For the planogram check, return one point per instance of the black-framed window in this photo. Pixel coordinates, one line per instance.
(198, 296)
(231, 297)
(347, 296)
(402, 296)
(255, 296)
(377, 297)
==
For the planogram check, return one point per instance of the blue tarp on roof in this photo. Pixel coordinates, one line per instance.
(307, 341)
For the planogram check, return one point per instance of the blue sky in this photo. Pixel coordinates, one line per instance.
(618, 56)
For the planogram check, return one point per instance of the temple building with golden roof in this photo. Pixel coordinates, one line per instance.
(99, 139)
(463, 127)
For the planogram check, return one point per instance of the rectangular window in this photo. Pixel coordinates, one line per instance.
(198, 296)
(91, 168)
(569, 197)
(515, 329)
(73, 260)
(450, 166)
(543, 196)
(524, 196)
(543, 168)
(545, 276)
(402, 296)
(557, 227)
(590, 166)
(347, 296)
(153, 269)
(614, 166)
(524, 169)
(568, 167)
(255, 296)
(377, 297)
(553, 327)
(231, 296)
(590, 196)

GOAL OF THE EXERCISE: Pick out each line in the items above that contains the word "roof", and copy those lines.

RESULT OF THE TASK:
For the planogram check, return one point per instance of the blue tarp on roof in this photo. Pixel coordinates, one line per instance.
For the planogram check, return one point per instance of the temple building with golden roof in this photo. Pixel coordinates, one line per instance.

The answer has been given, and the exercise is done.